The European Central Bank lowered its key interest rate by half a percentage point to two percent Thursday in an effort to stave off a deep recession in the 16 countries that use the euro.
The ECB said the eurozone economy was looking weaker than the bank thought a month ago
The reduction of the benchmark refinancing rate to two percent came amid a slowdown in inflation and a flood of gloomy economic data in what is shaping up to be a tough economic year.
Despite two percent being "the lowest level we ever decided," European Central Bank (ECB) president Jean-Claude Trichet gave a strong hint that a further cut was likely if the eurozone economy did not show signs of recovery by March.
"We did not say it was now the limit and we would not move any more," he said after a meeting of the bank's governing council on Thursday, Jan. 15. "We said that we were anticipating future bad news (…) from the real economy."
There remains clear evidence the euro zone economy is experiencing "a significant slowdown," Trichet said, adding that financial market turmoil is keeping the level of uncertainty exceptionally high.
Trichet said the latest data showed a further weakening of economic activity
It was the fourth time since October that the bank had cut rates, including a reduction of borrowing costs by 75 basis points in December, the biggest in its 10-year history. But it still leaves the rate above that of the US Federal Reserve, which has cut borrowing costs to near zero, and the Bank of England, whose main lending rate is at an historic low of 1.5 percent.

_ _ _ _

§ **Questions on the material**
1. Answer these questions from the article on the European Central Bank rate cut:
(a) To what level did the bank lower its benchmark refinancing rate?
(b) How many times since October had the bank cut rates?
(c) What is the Bank of England's main lending rate?
2. In one to three sentences, explain why the European Central Bank lowered its key interest rate, according to the article on the rate cut.
3. Carry on with the article on the European Central Bank rate cut, picking up after its final sentence.

§ **Referring expression data**
_ _ _ _

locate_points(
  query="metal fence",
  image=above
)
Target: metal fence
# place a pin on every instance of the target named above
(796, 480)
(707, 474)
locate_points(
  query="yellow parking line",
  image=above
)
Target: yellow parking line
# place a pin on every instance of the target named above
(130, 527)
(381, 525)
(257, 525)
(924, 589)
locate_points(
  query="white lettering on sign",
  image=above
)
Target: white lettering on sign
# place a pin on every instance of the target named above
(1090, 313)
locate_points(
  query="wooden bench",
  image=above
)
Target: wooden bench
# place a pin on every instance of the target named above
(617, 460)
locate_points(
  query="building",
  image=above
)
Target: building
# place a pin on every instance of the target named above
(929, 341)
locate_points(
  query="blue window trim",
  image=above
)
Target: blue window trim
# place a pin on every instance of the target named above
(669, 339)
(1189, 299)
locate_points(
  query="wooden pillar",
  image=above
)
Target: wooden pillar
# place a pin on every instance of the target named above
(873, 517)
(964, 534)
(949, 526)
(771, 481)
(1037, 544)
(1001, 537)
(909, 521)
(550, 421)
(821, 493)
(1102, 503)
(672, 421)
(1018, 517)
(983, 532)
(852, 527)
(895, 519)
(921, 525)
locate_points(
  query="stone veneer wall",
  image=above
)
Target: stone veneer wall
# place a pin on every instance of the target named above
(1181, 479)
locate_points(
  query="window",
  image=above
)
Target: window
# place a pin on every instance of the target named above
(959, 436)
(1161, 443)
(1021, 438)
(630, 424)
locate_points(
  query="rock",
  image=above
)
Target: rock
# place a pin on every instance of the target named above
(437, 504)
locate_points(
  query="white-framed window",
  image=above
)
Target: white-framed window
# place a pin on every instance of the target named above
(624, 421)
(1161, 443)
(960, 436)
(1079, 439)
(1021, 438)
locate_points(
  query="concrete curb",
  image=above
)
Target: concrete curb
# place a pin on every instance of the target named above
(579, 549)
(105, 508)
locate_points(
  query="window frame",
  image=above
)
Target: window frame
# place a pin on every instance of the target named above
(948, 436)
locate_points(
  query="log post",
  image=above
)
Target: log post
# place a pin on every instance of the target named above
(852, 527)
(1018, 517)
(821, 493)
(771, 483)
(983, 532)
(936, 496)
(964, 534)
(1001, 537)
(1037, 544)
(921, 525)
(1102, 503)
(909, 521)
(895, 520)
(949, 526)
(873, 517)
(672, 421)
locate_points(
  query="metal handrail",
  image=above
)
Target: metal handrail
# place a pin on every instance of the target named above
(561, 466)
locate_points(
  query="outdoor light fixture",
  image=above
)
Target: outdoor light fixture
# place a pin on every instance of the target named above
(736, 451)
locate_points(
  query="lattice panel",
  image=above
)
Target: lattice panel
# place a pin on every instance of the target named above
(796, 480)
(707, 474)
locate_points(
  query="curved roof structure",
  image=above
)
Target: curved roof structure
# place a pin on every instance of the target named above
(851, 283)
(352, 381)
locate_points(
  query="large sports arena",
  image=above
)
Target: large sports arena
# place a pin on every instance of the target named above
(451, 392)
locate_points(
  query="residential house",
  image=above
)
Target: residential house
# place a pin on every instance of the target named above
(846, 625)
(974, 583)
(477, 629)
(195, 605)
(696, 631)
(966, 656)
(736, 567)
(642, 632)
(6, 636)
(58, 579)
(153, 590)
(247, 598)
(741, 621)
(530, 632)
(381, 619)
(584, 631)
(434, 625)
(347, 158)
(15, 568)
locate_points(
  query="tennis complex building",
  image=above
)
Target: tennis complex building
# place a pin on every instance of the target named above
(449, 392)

_ _ _ _

§ **Results of the tasks**
1.
(a) Two percent.
(b) Four times.
(c) 1.5 percent.

2. The bank lowered its key interest rate by half a percentage point in an effort to stave off a deep recession in the 16 countries that use the euro.

3.
"Today's decision takes into account that inflationary pressures have continued to diminish," said Trichet, who forecast that inflation in the eurozone would continue to ease until mid-year. Trichet said he did not expect next month's scheduled meeting of the ECB council to alter interest rates, because the date was only three weeks away.
The next interest rate review would be in early March "where we will have substantial new information," said Trichet. "That being said, we are never pre-committed."
Recession threatening most eurozone countries
Lower interest rates make it cheaper for companies and consumers to borrow money, something which governments are banking on to spur growth and cushion the impact of a deepening recession.
After the rate cut, the euro slumped to 1.3085 dollars, its lowest in a month, as the common currency became less attractive to investors.
Recent economic data has shown that a number of countries in the 16-member eurozone are already in recession, with others facing a severe economic downturn. In Germany, Europe's biggest economy, annual growth in 2008 slumped to 1.3 percent, nearly half of what it was the year before, as the economy contracted up to two percent in the final quarter.
Analysts predict the German gross domestic product (GDP) could shrink between two to three percent this year, something which would have repercussions across Europe.
Euro-area industrial production slumped for the seventh consecutive month in November, leaving it 7.7 percent below what it was a year earlier.
Consumer prices dip
Figures released by the European Union's statistics office, Eurostat, showed seasonally adjustment unemployment in the euro region inching up to 7.8 percent in November.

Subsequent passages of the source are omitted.